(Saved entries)
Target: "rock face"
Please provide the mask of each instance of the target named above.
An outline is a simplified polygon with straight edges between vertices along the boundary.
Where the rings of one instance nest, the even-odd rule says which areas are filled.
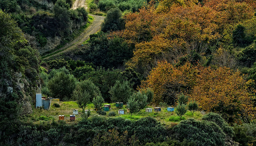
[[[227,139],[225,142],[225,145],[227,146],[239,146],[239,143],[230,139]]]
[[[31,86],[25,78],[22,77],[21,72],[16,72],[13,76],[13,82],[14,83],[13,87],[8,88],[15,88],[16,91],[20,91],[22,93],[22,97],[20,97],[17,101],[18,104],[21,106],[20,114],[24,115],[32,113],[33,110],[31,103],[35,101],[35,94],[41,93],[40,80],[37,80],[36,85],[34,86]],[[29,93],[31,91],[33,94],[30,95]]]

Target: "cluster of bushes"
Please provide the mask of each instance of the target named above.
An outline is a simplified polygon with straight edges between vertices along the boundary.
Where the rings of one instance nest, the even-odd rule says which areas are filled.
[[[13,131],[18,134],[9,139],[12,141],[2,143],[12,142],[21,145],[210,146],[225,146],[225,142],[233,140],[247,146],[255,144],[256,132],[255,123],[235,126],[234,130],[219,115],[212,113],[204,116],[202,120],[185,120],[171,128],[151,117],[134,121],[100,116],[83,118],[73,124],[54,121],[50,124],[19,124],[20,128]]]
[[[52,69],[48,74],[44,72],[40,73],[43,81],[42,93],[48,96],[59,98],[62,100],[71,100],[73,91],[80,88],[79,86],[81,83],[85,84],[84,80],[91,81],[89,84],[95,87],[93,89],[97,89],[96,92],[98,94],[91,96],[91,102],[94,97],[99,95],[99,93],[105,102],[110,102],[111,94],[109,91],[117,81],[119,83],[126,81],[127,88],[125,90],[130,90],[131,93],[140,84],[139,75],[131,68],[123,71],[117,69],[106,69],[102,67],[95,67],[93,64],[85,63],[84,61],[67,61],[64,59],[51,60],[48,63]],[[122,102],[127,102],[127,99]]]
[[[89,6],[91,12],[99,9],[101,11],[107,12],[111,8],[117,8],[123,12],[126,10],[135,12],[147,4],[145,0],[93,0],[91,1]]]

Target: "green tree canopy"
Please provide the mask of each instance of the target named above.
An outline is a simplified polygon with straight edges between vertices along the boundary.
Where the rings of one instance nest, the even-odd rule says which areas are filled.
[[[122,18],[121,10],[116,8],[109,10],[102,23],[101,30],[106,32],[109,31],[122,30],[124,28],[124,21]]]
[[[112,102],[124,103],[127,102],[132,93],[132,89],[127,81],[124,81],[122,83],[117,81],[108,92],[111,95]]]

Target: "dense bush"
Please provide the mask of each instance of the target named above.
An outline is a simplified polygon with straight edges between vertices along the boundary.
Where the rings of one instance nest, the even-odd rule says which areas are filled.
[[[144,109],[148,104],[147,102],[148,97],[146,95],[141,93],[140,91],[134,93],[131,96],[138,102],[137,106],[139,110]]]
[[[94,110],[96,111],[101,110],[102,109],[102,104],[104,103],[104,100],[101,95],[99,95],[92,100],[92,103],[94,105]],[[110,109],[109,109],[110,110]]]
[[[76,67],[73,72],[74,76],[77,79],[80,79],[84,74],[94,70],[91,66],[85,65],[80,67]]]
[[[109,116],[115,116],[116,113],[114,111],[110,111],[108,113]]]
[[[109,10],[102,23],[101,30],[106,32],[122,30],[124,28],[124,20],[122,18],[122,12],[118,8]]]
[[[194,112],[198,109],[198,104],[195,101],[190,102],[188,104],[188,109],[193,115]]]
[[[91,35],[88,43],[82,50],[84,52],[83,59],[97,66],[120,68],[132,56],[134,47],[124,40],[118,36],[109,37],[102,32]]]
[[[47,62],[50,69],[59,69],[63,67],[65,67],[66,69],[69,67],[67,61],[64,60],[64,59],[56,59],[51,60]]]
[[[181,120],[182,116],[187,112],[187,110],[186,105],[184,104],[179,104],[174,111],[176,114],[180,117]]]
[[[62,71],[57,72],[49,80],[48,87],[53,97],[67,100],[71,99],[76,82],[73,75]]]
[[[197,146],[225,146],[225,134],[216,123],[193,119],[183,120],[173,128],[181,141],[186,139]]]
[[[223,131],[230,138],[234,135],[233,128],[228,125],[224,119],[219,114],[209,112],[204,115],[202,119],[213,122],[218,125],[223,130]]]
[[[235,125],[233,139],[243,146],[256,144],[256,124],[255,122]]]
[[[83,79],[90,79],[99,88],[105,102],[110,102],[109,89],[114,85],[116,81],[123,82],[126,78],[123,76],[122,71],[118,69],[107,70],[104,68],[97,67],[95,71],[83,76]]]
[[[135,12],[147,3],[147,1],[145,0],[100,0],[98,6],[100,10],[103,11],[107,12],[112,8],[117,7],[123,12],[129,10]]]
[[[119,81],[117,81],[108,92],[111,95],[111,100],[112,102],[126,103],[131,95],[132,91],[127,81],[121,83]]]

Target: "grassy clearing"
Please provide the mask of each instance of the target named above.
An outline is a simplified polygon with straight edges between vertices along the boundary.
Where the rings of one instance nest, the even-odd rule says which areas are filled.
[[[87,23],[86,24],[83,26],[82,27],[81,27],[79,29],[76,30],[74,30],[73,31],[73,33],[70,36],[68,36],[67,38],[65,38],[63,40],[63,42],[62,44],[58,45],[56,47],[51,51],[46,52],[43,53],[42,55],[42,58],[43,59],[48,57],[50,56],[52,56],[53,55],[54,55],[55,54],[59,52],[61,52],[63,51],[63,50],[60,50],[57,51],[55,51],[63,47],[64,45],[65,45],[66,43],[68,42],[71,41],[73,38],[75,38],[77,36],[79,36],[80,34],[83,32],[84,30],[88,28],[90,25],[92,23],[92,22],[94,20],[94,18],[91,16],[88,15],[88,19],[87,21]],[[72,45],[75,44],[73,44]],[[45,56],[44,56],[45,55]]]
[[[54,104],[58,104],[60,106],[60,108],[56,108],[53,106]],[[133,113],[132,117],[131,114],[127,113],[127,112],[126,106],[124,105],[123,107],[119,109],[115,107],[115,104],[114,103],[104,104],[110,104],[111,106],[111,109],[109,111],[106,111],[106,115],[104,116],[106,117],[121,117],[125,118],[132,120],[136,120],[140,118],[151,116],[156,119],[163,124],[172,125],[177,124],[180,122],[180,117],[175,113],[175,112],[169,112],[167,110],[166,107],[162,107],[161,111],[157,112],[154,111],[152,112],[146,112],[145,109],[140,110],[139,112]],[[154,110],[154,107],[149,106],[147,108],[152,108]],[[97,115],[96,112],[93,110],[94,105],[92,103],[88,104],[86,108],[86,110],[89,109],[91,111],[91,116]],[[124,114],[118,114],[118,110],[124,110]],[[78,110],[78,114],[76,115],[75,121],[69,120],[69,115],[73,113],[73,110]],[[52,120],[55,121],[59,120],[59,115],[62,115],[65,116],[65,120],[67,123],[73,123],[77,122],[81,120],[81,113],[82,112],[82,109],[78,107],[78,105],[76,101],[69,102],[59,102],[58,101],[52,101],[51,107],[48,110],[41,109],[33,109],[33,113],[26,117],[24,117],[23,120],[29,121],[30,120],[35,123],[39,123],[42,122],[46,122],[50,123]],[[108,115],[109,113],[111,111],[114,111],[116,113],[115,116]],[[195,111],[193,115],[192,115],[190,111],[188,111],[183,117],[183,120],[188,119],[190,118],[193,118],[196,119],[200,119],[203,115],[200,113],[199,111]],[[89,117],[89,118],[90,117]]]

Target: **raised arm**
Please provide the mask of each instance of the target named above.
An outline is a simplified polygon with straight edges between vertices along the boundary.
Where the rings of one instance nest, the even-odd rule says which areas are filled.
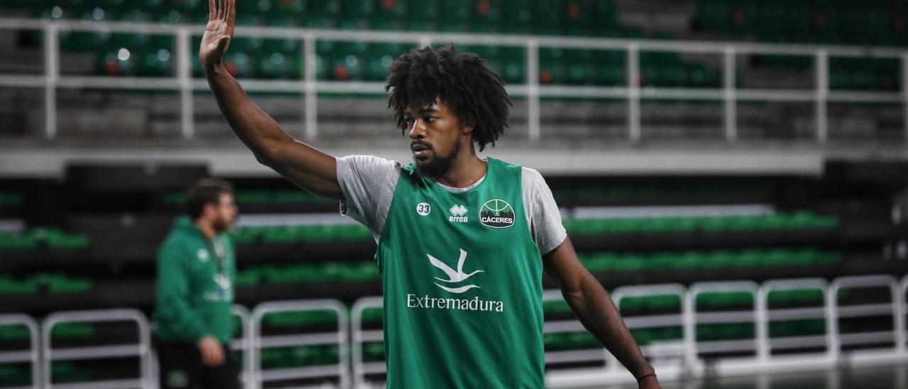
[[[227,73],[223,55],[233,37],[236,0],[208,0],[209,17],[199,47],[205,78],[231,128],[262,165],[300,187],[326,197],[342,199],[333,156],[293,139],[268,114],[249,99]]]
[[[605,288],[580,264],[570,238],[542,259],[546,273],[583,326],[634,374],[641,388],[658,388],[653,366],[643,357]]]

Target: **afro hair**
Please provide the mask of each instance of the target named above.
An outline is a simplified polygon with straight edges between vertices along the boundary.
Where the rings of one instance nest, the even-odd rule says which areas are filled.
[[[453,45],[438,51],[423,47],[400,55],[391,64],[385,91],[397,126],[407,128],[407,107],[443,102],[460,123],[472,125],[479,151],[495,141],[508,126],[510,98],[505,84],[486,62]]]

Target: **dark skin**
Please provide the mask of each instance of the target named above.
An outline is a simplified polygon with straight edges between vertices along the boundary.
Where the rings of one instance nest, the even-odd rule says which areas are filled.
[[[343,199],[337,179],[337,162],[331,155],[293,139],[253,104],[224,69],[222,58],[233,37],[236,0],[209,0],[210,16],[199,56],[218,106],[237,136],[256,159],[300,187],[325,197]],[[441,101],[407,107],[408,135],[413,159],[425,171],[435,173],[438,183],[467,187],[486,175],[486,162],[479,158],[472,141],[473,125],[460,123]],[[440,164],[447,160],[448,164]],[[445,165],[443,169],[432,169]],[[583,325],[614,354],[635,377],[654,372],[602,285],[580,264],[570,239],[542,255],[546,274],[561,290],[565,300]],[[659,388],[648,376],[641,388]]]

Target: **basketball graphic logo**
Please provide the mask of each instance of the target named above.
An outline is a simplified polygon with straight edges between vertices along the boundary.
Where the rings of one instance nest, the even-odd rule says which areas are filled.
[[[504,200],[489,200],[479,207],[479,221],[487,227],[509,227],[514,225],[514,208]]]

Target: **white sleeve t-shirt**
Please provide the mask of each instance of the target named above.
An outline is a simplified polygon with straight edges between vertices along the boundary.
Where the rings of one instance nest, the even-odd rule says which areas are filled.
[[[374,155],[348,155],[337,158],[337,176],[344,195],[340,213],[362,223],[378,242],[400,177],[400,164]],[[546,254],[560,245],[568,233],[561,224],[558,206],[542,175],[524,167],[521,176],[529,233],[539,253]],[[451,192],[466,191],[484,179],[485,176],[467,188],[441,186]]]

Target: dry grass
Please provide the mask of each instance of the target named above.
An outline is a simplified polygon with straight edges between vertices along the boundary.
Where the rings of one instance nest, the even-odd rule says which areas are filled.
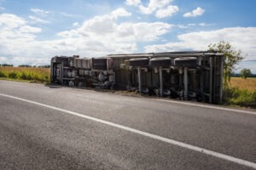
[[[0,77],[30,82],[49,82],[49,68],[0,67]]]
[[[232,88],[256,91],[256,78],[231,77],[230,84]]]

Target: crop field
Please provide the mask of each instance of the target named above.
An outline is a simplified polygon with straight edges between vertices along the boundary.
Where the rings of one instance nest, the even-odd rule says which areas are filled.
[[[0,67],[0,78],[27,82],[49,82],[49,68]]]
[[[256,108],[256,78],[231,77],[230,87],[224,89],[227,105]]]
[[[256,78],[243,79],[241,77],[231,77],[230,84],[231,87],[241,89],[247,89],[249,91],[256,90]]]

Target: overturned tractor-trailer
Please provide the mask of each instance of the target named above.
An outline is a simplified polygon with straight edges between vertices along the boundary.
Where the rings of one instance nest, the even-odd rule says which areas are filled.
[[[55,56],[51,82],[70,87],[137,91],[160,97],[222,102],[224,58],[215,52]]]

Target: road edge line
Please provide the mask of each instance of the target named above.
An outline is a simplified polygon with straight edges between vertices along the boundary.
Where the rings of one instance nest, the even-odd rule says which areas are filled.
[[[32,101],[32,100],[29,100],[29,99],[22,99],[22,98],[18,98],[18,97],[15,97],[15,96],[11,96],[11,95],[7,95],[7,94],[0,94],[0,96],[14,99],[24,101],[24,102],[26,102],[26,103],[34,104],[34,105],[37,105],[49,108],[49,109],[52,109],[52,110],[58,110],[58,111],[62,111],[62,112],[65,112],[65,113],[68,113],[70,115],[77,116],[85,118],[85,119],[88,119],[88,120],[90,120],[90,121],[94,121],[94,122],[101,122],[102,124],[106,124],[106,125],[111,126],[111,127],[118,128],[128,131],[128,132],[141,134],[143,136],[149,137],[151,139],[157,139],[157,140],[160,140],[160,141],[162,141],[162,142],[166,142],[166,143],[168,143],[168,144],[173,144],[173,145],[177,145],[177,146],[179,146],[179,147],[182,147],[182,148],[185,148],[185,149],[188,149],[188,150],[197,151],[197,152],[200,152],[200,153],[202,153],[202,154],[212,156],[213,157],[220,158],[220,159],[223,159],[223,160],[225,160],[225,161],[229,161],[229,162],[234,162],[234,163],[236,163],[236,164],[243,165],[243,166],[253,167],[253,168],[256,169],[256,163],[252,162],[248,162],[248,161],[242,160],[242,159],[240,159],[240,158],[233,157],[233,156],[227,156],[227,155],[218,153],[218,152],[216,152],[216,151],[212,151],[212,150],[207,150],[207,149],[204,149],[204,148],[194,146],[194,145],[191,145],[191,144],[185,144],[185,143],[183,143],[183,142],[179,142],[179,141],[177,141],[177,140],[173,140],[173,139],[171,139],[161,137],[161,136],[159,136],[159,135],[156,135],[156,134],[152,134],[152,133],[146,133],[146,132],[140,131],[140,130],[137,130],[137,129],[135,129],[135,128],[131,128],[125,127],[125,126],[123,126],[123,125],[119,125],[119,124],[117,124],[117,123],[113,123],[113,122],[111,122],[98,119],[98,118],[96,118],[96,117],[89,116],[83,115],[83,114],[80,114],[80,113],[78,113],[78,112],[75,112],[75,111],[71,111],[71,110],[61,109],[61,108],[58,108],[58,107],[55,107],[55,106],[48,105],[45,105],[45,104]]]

*AIM*.
Please write out the material again, starting at the line containing "Target: crop field" and ending at the line containing "[[[256,108],[256,78],[231,77],[230,87],[224,89],[227,105]]]", and switch "crop field" to "farm field" while keeping everything else the same.

*OUTPUT FOR THIS TASK*.
Target: farm field
Please provide the mask of each instance of the target named above.
An outline is a simplified polygon with straight edges between vertices along the boundary.
Where the rings of one instance nest, the even-odd rule says which areas are filled.
[[[0,67],[0,78],[27,82],[49,82],[49,68]]]
[[[256,108],[256,78],[231,77],[230,87],[224,89],[227,105]]]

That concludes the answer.